> _Latihan yang Diberikan 1_: Ulangi persis baris-baris dalam catatan di bawah, mulai dari baris yang memuat "of the grassy" dan berakhir pada baris terakhir catatan, kedua ujungnya ikut disertakan.

> _Potongan Dokumen_:
Etnografi Digital

Menjadi sebuah keniscayaan, paling tidak untuk saat ini, bahwa keseharian generasi muda “zaman now”  tidak dapat dilepaskan dari teknologi informasi. Dari sekedar untuk ber-selfie-ria di media sosial sampai kepada urusan serius yang berkaitan dengan pengumpulan informasi terkait tugas-tugas yang dibebankan oleh sekolah. Tumbuh kembangnya generasi muda “zaman now” ini seolah-olah beriring-sejalan dengan perkembangan teknologi informasi itu sendiri.

Pemanfaatan yang demikian tentu masih terkategori sebagai pemanfaatan positif dari sebuah teknologi informasi. Bagaikan dua sisi mata uang, selain memiliki sisi positif teknologi informasi ini juga ada sisi negatifnya. Tidak sedikit generasi muda “zaman now” yang terjebak pada pusaran arus negatif dari teknologi informasi yang kian hari kian berkembang. Sebut saja seperti pornografi dan pornoaksi, hate speech di media-media sosial, dan lain sebagainya yang sadar atau tidak sadar, cepat atau lambat akan merubah pola kehidupan kita sebagai sebuah bangsa yang berbudaya luhur.

> _Daftar Catatan_:
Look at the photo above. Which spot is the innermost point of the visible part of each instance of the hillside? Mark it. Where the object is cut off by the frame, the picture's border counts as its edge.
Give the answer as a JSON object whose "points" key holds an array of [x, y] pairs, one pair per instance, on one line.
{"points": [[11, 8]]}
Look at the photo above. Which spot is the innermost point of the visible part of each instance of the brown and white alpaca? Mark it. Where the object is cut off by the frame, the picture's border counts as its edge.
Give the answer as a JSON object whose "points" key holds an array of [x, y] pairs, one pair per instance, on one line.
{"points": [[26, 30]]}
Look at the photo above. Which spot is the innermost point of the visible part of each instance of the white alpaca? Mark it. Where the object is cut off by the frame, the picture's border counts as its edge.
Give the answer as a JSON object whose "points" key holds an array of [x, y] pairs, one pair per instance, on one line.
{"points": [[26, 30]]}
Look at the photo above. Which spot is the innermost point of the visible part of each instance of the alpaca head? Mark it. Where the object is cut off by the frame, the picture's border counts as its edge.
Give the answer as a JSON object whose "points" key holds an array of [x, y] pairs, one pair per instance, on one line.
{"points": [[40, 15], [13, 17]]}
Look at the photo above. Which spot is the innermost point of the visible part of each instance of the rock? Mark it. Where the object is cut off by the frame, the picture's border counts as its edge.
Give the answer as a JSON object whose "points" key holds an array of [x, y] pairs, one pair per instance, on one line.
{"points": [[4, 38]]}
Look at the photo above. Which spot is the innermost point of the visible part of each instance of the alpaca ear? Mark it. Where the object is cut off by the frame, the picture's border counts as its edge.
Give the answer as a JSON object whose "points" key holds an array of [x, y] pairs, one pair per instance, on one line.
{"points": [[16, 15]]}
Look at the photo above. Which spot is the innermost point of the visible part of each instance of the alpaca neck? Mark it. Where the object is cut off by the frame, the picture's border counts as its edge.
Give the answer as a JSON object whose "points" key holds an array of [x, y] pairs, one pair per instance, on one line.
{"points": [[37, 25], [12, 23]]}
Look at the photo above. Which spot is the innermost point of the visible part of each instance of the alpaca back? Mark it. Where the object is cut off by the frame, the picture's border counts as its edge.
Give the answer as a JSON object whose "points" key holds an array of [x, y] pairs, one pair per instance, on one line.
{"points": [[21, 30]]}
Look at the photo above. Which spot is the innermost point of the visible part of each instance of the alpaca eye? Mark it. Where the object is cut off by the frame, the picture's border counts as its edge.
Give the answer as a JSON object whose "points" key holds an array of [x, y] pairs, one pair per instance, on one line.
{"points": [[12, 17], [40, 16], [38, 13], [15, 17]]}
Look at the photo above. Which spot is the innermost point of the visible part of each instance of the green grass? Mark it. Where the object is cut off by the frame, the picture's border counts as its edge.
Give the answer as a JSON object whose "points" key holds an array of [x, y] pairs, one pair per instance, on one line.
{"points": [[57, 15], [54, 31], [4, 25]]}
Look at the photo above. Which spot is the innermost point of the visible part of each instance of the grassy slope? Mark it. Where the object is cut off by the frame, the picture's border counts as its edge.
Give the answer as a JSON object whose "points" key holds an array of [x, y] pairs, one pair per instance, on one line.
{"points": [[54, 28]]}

> _Latihan yang Diberikan 2_: Salin tanpa perubahan bagian teks tentang etnografi digital, mulai dari "Menjadi sebuah keniscayaan, paling" dan berakhir pada "informasi itu sendiri.".

> _Keluaran Lengkap 1_:
Look at the photo above. Which spot is the innermost point of the visible part of each instance of the grassy slope? Mark it. Where the object is cut off by the frame, the picture's border counts as its edge.
Give the answer as a JSON object whose "points" key holds an array of [x, y] pairs, one pair per instance, on one line.
{"points": [[54, 28]]}

> _Keluaran Lengkap 2_:
Menjadi sebuah keniscayaan, paling tidak untuk saat ini, bahwa keseharian generasi muda “zaman now”  tidak dapat dilepaskan dari teknologi informasi. Dari sekedar untuk ber-selfie-ria di media sosial sampai kepada urusan serius yang berkaitan dengan pengumpulan informasi terkait tugas-tugas yang dibebankan oleh sekolah. Tumbuh kembangnya generasi muda “zaman now” ini seolah-olah beriring-sejalan dengan perkembangan teknologi informasi itu sendiri.